**Task objective:** Find every line in the records below that contains the word "framed" and copy each of those lines.

┄┄┄┄┄┄┄┄┄┄

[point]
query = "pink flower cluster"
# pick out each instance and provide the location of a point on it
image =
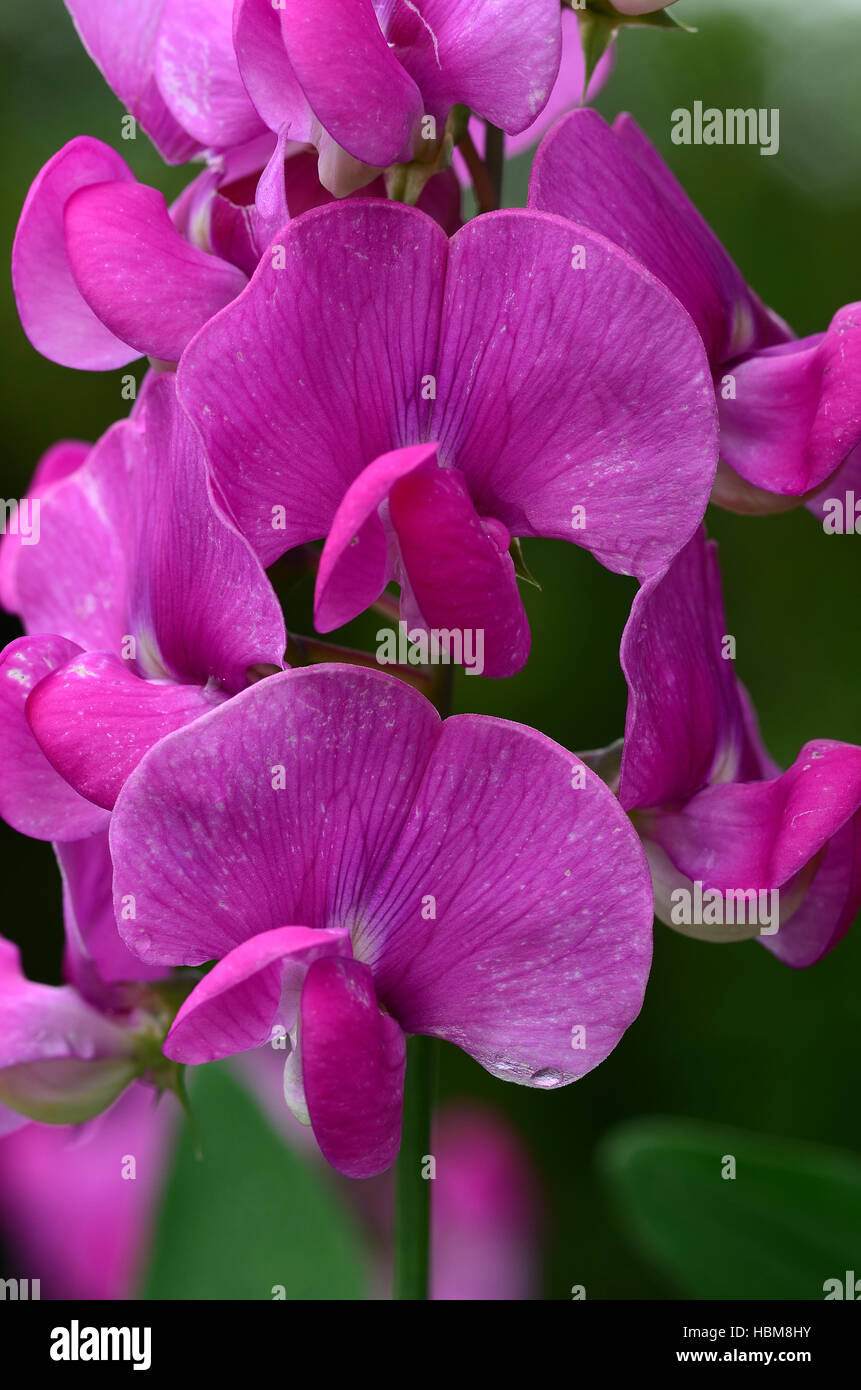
(395, 396)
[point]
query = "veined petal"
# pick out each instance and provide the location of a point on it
(458, 570)
(95, 717)
(761, 834)
(500, 60)
(198, 75)
(138, 274)
(532, 947)
(353, 82)
(353, 566)
(237, 1004)
(316, 370)
(600, 178)
(53, 466)
(120, 36)
(34, 798)
(796, 410)
(685, 720)
(353, 1061)
(545, 401)
(54, 314)
(324, 763)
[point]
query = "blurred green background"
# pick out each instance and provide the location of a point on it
(728, 1034)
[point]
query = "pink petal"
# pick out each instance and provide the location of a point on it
(54, 314)
(47, 1023)
(296, 388)
(57, 463)
(34, 798)
(266, 70)
(797, 409)
(68, 1212)
(760, 834)
(353, 1061)
(324, 762)
(458, 570)
(352, 79)
(685, 720)
(198, 75)
(74, 581)
(626, 444)
(543, 908)
(95, 717)
(501, 61)
(199, 602)
(353, 566)
(586, 171)
(120, 36)
(237, 1004)
(95, 954)
(829, 905)
(138, 274)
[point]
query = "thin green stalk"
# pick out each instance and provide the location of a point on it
(413, 1190)
(494, 159)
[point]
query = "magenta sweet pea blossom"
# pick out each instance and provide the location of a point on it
(360, 870)
(417, 402)
(143, 608)
(63, 1058)
(710, 804)
(370, 82)
(105, 271)
(70, 1209)
(790, 409)
(486, 1215)
(171, 63)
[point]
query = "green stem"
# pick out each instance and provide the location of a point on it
(413, 1191)
(494, 159)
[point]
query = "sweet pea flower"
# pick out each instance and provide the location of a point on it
(173, 66)
(417, 402)
(486, 1214)
(64, 1059)
(372, 82)
(143, 608)
(568, 92)
(70, 1211)
(710, 804)
(790, 409)
(360, 870)
(105, 271)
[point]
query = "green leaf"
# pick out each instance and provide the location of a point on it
(251, 1215)
(787, 1222)
(600, 24)
(657, 20)
(522, 570)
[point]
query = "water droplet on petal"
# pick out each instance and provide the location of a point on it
(547, 1077)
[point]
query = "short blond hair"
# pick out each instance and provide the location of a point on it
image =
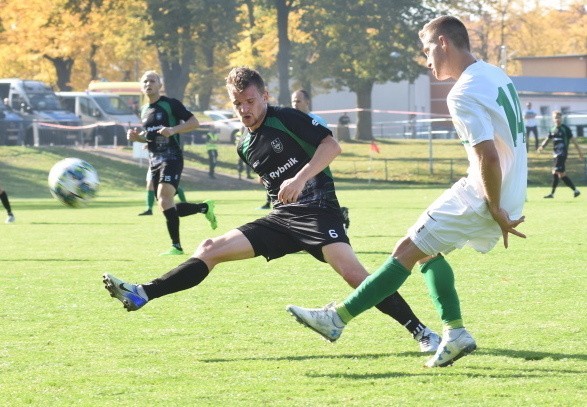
(153, 73)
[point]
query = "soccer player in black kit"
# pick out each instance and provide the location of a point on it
(291, 153)
(161, 119)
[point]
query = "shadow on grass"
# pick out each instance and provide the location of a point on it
(510, 353)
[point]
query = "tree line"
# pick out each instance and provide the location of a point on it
(314, 44)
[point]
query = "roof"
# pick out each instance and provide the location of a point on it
(566, 56)
(544, 84)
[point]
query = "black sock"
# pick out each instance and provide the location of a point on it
(397, 308)
(173, 226)
(187, 275)
(569, 183)
(554, 183)
(186, 208)
(5, 202)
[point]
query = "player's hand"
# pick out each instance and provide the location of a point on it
(290, 190)
(507, 225)
(132, 134)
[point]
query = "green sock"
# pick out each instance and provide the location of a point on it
(440, 280)
(181, 194)
(379, 285)
(150, 199)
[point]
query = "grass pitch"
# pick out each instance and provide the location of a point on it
(229, 341)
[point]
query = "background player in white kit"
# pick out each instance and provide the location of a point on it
(475, 212)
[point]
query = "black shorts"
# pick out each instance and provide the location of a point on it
(166, 172)
(559, 163)
(292, 229)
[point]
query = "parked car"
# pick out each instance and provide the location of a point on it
(37, 103)
(226, 126)
(96, 107)
(11, 127)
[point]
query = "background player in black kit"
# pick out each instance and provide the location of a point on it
(161, 119)
(561, 135)
(291, 154)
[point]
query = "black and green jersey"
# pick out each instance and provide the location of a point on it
(280, 147)
(165, 112)
(560, 136)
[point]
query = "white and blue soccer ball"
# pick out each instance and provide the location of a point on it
(73, 182)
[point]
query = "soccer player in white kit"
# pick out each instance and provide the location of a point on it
(475, 212)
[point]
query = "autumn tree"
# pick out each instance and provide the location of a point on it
(356, 41)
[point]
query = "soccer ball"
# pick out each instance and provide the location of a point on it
(73, 182)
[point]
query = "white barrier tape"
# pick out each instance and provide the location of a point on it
(88, 126)
(379, 111)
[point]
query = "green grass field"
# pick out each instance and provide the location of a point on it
(229, 342)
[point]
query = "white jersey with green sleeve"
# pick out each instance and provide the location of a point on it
(484, 105)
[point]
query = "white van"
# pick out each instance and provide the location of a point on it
(106, 115)
(45, 120)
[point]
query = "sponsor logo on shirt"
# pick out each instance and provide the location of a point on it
(283, 168)
(277, 145)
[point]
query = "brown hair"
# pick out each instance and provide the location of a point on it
(450, 27)
(242, 77)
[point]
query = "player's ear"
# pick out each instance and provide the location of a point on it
(442, 42)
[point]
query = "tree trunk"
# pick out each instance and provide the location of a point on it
(207, 86)
(283, 55)
(364, 120)
(176, 71)
(63, 67)
(92, 62)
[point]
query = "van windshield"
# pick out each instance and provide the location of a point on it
(44, 101)
(113, 105)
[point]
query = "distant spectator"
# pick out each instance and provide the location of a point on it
(212, 148)
(531, 125)
(6, 204)
(342, 130)
(561, 135)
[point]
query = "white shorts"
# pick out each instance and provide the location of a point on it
(450, 223)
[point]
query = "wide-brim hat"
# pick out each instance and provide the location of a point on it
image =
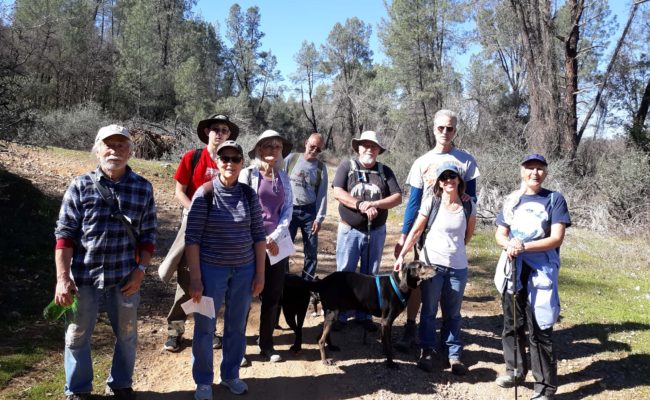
(271, 134)
(534, 157)
(200, 129)
(112, 130)
(230, 144)
(447, 166)
(371, 136)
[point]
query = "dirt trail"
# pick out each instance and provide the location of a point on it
(359, 371)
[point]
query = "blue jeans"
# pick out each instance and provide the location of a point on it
(122, 314)
(303, 217)
(234, 285)
(351, 246)
(447, 287)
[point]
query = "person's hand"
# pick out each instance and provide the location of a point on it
(132, 285)
(272, 247)
(398, 263)
(196, 289)
(399, 245)
(258, 284)
(315, 227)
(64, 292)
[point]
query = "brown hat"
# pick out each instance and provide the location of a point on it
(200, 129)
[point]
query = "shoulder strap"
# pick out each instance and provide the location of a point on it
(196, 156)
(107, 196)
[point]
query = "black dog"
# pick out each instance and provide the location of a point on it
(295, 301)
(342, 291)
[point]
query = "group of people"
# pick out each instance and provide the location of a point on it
(231, 246)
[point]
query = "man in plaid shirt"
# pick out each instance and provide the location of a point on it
(102, 251)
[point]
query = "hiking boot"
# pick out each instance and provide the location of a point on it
(217, 342)
(236, 385)
(508, 381)
(408, 339)
(271, 355)
(203, 392)
(173, 343)
(457, 367)
(121, 393)
(78, 396)
(426, 362)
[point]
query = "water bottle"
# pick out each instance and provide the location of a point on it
(54, 311)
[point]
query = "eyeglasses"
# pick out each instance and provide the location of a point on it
(232, 159)
(314, 148)
(224, 131)
(445, 128)
(448, 175)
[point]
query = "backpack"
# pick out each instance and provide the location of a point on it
(196, 156)
(319, 172)
(356, 174)
(435, 206)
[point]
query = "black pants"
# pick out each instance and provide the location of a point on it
(540, 342)
(271, 296)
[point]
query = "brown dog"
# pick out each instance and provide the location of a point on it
(343, 291)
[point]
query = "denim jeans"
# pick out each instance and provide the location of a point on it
(303, 217)
(351, 247)
(232, 284)
(447, 287)
(122, 314)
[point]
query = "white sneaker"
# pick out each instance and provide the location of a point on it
(203, 392)
(236, 385)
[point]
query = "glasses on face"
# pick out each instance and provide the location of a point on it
(311, 147)
(445, 128)
(220, 130)
(448, 175)
(232, 159)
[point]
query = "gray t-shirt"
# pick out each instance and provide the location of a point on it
(304, 177)
(445, 242)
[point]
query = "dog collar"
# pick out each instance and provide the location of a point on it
(395, 288)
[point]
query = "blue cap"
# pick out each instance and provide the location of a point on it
(534, 157)
(447, 166)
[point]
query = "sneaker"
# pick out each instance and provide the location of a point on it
(173, 343)
(244, 362)
(539, 396)
(203, 392)
(457, 367)
(271, 355)
(78, 396)
(508, 381)
(408, 339)
(426, 360)
(236, 386)
(368, 325)
(217, 342)
(120, 394)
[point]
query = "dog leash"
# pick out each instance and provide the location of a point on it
(393, 284)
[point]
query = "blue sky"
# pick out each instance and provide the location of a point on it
(286, 23)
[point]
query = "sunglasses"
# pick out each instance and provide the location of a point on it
(448, 175)
(232, 159)
(445, 128)
(220, 130)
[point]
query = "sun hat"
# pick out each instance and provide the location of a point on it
(200, 129)
(371, 136)
(534, 157)
(270, 134)
(230, 144)
(112, 130)
(447, 166)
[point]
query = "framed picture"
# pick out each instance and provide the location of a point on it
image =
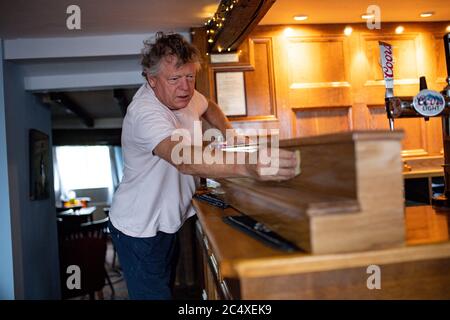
(39, 165)
(230, 93)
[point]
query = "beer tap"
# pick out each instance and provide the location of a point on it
(427, 103)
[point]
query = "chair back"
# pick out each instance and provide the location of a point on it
(83, 245)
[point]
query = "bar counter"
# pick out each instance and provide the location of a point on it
(236, 266)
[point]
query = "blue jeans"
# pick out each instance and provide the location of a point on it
(148, 264)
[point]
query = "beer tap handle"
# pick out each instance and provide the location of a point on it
(423, 83)
(446, 91)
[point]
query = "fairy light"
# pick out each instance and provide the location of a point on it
(217, 21)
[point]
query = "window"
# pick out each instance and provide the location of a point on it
(83, 167)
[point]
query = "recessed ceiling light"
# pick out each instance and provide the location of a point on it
(367, 16)
(399, 29)
(348, 31)
(426, 14)
(300, 17)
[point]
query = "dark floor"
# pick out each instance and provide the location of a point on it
(120, 288)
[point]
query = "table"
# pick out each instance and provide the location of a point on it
(81, 213)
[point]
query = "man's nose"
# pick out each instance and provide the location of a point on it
(184, 83)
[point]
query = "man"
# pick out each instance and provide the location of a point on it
(154, 196)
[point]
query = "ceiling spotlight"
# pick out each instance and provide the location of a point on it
(426, 14)
(348, 31)
(367, 16)
(300, 17)
(399, 29)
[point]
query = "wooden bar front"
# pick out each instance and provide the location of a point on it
(345, 210)
(236, 266)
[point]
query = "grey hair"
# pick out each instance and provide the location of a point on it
(164, 45)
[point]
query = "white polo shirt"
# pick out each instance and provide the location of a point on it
(153, 195)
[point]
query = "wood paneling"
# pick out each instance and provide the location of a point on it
(316, 121)
(259, 83)
(311, 79)
(318, 72)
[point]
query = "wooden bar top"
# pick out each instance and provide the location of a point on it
(239, 255)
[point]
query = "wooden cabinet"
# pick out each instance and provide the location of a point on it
(244, 268)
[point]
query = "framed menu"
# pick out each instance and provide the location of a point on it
(230, 93)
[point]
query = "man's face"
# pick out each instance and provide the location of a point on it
(174, 86)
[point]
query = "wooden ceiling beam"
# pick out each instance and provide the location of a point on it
(122, 100)
(230, 28)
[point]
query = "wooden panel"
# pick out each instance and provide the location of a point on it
(348, 196)
(259, 83)
(318, 74)
(414, 280)
(321, 121)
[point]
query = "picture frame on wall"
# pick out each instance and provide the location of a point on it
(230, 93)
(39, 165)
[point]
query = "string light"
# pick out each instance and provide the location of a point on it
(216, 22)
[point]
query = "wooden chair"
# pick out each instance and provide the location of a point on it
(84, 245)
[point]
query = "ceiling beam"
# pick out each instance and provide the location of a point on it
(233, 22)
(66, 102)
(122, 100)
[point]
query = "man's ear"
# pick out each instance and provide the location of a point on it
(151, 81)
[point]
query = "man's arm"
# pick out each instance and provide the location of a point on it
(286, 163)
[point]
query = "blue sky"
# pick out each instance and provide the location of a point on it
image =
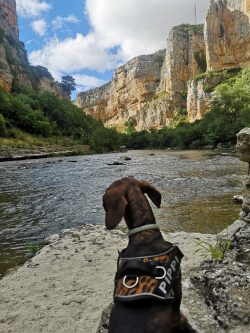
(89, 38)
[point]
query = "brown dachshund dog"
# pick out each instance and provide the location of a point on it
(126, 198)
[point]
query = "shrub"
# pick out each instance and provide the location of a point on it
(2, 126)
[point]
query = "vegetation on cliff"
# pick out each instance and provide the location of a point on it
(45, 115)
(230, 112)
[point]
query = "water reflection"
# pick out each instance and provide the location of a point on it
(41, 197)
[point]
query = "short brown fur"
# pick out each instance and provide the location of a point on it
(126, 198)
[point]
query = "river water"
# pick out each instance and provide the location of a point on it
(41, 197)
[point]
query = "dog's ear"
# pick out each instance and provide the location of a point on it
(114, 203)
(151, 191)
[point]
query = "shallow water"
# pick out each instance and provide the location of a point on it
(42, 197)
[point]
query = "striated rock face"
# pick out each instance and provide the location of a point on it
(199, 96)
(140, 94)
(8, 17)
(5, 72)
(185, 57)
(147, 89)
(14, 64)
(132, 86)
(227, 34)
(50, 85)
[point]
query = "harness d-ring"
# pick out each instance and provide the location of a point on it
(133, 285)
(164, 273)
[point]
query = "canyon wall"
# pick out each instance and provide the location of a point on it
(227, 42)
(14, 64)
(148, 90)
(132, 86)
(149, 93)
(227, 34)
(8, 17)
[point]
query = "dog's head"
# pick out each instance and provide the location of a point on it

┄┄┄┄┄┄┄┄┄┄

**Full solution:**
query = "framed picture"
query = "framed menu"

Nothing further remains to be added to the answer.